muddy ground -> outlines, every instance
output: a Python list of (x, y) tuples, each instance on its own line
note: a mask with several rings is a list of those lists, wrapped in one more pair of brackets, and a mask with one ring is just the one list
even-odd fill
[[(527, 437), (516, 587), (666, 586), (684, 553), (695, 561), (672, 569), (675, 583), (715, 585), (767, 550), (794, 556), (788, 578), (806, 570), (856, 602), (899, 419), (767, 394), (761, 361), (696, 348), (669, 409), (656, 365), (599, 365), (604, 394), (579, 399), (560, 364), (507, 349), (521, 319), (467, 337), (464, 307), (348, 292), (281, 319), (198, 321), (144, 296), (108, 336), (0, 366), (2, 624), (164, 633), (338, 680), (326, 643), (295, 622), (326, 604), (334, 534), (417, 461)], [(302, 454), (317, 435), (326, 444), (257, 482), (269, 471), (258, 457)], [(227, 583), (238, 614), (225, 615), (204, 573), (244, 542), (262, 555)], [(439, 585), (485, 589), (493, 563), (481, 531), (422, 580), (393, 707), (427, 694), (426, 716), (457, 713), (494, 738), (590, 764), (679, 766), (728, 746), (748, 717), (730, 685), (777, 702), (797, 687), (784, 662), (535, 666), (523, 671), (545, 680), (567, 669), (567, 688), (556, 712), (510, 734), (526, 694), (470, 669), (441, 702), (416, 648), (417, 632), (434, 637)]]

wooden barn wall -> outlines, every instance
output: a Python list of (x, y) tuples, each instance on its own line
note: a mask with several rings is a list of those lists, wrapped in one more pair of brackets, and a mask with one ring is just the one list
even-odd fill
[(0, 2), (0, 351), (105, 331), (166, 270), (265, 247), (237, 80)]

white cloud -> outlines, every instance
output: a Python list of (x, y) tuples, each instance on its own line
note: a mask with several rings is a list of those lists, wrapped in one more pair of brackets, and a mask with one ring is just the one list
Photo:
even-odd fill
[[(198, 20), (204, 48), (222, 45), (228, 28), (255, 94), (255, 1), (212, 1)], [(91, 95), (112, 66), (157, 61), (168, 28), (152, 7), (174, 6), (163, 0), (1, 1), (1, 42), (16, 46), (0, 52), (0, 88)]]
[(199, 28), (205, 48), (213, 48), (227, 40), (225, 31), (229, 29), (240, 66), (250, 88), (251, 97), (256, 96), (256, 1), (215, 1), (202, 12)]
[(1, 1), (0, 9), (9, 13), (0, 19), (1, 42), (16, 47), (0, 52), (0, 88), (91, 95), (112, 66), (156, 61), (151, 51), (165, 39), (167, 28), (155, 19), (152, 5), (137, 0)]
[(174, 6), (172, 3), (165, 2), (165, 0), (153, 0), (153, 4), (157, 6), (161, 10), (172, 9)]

+ + + +

- [Exercise task] Copy out all the rows above, swapping "every instance" for "each instance" wherever it occurs and leaving every other part as it is.

- [Output below]
muddy ground -> outlines, each instance
output: a Python list of (x, y) tuples, each instance on its own line
note: a mask with several rings is a list of those lists, wrapped in one more pair of brackets, and a mask with one ring is just the one list
even-odd fill
[[(527, 437), (516, 587), (666, 586), (684, 553), (695, 561), (672, 569), (675, 583), (715, 585), (767, 550), (794, 556), (788, 578), (806, 570), (856, 602), (899, 419), (767, 394), (761, 361), (696, 348), (669, 409), (656, 365), (599, 365), (604, 394), (579, 399), (560, 364), (507, 349), (521, 319), (467, 337), (464, 307), (348, 292), (281, 319), (198, 321), (144, 296), (108, 336), (0, 366), (2, 624), (164, 633), (338, 680), (326, 643), (295, 622), (326, 604), (334, 534), (417, 461)], [(302, 454), (317, 435), (326, 444), (257, 482), (269, 471), (258, 457)], [(227, 583), (238, 614), (225, 615), (204, 573), (244, 542), (262, 555)], [(439, 585), (485, 589), (493, 563), (481, 531), (422, 580), (393, 707), (427, 694), (426, 716), (457, 713), (494, 738), (590, 764), (679, 766), (728, 746), (748, 717), (730, 685), (777, 702), (797, 687), (784, 662), (535, 666), (523, 671), (545, 680), (567, 669), (567, 688), (556, 712), (510, 734), (526, 694), (470, 669), (441, 702), (416, 648), (417, 632), (434, 637)]]

wooden barn wall -> outlines, each instance
output: a Python list of (x, y) tuples, each instance on its own line
note: a mask with several rings is a list of those lists, wrapped in one more pair of brackets, and a mask with one ring is just the one list
even-odd fill
[(0, 2), (0, 351), (105, 331), (166, 270), (265, 247), (237, 80)]

white cloud -> outlines, each instance
output: a Python list of (x, y) tuples, each instance on its own line
note: a mask with several rings is a list of those lists, wrapped in one more pair of brackets, and a mask with one ring is just the one list
Photo:
even-odd fill
[[(198, 20), (204, 48), (222, 45), (228, 28), (255, 94), (255, 1), (212, 1)], [(91, 95), (112, 66), (157, 61), (168, 28), (152, 7), (174, 6), (163, 0), (1, 1), (1, 42), (16, 46), (0, 52), (0, 88)]]
[(199, 28), (205, 48), (213, 48), (227, 40), (225, 31), (229, 29), (240, 66), (250, 88), (251, 97), (256, 96), (256, 1), (215, 1), (202, 12)]
[(1, 1), (0, 9), (9, 13), (0, 19), (1, 42), (16, 47), (0, 52), (0, 88), (91, 95), (112, 66), (156, 61), (151, 51), (165, 39), (167, 28), (155, 19), (152, 5), (137, 0)]
[(174, 6), (172, 3), (165, 2), (165, 0), (153, 0), (153, 4), (157, 6), (161, 10), (172, 9)]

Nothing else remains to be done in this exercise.